[Task statement]: Transcribe every entry word for word.

BEGIN Entries provided

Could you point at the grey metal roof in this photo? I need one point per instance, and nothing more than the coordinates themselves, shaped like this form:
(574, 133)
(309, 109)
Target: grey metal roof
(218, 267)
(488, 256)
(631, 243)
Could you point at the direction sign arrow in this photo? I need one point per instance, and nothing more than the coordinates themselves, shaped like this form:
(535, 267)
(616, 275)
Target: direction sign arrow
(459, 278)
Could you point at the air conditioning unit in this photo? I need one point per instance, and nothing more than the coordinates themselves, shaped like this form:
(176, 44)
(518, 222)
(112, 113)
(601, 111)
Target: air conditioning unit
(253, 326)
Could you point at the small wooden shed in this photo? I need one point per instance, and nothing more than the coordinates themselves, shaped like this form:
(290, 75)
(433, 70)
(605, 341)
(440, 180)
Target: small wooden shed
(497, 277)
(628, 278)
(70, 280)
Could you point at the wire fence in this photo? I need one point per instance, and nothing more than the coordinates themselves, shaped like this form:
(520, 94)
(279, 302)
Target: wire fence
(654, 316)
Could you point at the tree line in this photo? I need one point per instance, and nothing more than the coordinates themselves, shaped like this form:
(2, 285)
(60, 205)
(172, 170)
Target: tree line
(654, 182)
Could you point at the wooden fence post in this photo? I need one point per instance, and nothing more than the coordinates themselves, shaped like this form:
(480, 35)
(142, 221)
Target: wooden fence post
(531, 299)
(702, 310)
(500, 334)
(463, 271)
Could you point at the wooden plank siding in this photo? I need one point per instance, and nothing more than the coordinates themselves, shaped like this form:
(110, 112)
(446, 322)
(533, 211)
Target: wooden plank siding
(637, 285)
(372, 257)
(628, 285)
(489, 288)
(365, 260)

END Entries provided

[Solution]:
Could you point at the grey metal roof in this photo? I need one point per instance, and nothing more than the coordinates themselves, shaped like this form:
(574, 133)
(309, 109)
Target: grey metal roof
(218, 267)
(488, 256)
(631, 243)
Could you point at the direction sign arrow in this photo? I need one point per instance, and nothing more than the coordinates themselves, shaped like this form:
(535, 267)
(616, 275)
Target: direction sign arrow
(459, 278)
Could you point at the air conditioning unit in this photo? I need one point per instance, and nothing more than the coordinates themselves, shaped like this form:
(176, 44)
(518, 222)
(112, 113)
(601, 111)
Target: air conditioning unit
(253, 326)
Could you point at the small wooden shed in this photo? I need one point per instance, and nothing more than the coordinates themselves, shaped like this form:
(290, 75)
(433, 70)
(605, 341)
(440, 180)
Target: small wooden shed
(497, 277)
(628, 278)
(70, 280)
Could you point at the wire fence in this photo? I need one point per instance, and nothing more than the coordinates themselves, shaped like this form:
(520, 94)
(279, 302)
Target: wire fence
(654, 316)
Could you point at the tree line in this photo? I need one point per instance, and nothing more than the coordinates themselves, shaped like this form:
(2, 285)
(60, 205)
(172, 170)
Target: tree line
(654, 182)
Could you point at the wooden fence post in this photo? I need one point per instance, and nothing more than the coordinates themselves, shaped like this form:
(480, 35)
(142, 221)
Target: wooden fence post
(531, 299)
(702, 310)
(500, 334)
(463, 271)
Could you point at the wooden plank siding in this photo? I need one point per instance, and nothing more than the coordinates themselves, shaped like this form:
(110, 112)
(446, 322)
(533, 211)
Target: wooden plank siding
(637, 285)
(372, 257)
(628, 285)
(489, 288)
(365, 260)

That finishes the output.